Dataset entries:
■ ■ ■ ■ ■
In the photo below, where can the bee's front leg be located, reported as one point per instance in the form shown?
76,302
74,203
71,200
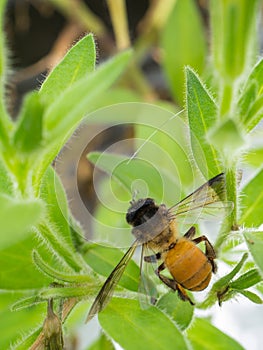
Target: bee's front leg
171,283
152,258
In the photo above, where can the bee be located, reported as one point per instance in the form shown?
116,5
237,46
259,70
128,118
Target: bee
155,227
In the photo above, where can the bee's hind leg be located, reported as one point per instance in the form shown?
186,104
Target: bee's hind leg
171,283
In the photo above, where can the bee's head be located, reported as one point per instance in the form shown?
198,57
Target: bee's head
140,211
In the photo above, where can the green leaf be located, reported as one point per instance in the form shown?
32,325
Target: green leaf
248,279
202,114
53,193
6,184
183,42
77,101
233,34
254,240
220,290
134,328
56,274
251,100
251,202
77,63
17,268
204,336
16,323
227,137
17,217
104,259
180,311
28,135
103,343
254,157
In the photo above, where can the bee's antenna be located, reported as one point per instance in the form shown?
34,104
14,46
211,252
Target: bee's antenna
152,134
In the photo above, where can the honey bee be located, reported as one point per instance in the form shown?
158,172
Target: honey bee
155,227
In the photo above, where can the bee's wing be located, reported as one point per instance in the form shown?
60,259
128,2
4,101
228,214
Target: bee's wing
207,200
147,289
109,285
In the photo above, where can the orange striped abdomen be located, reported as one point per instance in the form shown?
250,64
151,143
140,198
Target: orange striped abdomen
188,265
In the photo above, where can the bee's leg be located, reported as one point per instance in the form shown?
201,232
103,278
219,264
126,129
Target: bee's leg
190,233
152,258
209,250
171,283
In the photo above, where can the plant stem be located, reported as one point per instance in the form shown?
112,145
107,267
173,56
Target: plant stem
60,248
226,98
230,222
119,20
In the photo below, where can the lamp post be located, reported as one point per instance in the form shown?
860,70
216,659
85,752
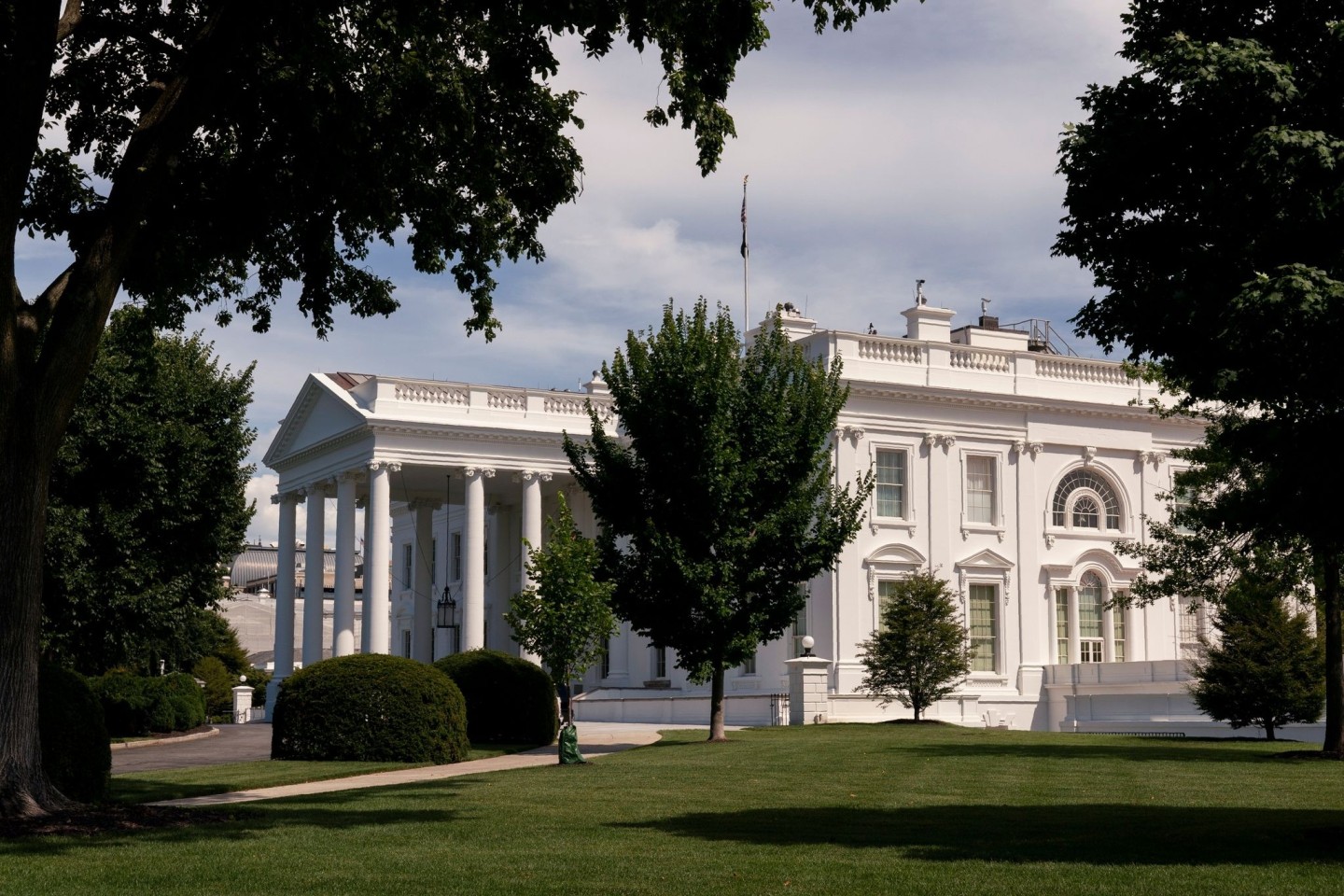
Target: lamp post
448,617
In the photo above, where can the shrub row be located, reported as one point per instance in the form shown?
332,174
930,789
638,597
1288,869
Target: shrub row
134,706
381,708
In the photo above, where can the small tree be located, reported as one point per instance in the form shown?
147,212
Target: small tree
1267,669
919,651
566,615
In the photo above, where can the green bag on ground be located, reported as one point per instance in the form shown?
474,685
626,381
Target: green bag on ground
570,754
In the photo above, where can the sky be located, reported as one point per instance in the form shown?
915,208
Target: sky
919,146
■ ■ ■ ■ ■
Problem details:
How many lines in the records above contain the word "below"? State that number and nothing more.

Response to the exercise:
2